(Coordinate annotation entries)
------------------------

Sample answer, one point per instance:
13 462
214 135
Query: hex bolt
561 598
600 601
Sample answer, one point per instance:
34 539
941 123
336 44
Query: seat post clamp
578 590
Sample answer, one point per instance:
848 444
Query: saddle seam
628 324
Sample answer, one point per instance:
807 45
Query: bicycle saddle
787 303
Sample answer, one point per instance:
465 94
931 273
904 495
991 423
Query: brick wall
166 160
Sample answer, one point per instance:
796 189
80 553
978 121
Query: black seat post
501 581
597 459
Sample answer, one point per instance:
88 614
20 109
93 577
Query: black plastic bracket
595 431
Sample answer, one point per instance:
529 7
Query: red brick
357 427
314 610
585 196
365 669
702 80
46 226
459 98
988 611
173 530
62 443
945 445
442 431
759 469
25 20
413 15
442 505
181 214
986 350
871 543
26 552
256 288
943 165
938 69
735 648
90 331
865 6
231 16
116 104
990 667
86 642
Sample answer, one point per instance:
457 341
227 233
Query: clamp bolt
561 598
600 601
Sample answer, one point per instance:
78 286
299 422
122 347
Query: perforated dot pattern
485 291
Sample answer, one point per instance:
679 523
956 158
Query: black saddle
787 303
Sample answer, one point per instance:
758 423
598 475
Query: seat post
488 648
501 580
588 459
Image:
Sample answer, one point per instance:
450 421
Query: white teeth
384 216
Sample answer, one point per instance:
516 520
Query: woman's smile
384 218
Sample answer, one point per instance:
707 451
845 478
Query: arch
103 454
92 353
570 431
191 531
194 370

------------------------

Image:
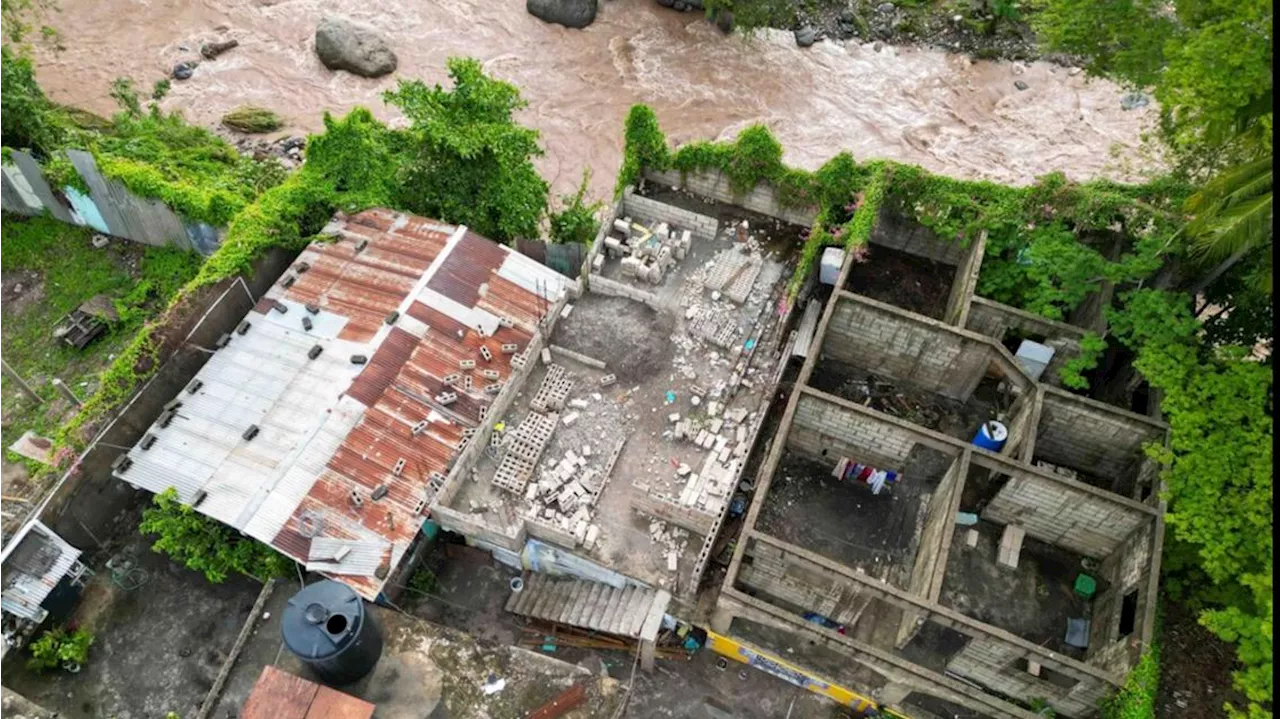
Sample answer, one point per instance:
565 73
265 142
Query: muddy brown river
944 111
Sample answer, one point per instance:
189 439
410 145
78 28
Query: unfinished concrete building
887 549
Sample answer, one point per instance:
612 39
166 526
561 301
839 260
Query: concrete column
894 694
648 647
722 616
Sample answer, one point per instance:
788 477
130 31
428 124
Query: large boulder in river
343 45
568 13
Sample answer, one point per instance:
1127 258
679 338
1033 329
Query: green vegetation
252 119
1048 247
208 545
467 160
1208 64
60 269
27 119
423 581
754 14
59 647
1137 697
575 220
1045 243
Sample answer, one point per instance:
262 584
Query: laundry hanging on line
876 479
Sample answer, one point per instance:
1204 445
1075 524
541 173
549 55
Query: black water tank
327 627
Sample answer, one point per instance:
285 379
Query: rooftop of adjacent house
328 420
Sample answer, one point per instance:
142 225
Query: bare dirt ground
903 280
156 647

------------------------

▸ What to work on
Report each line of the material above that contains the word "seat".

▸ The result
Query: seat post clamp
Query: black seat post
Query: seat post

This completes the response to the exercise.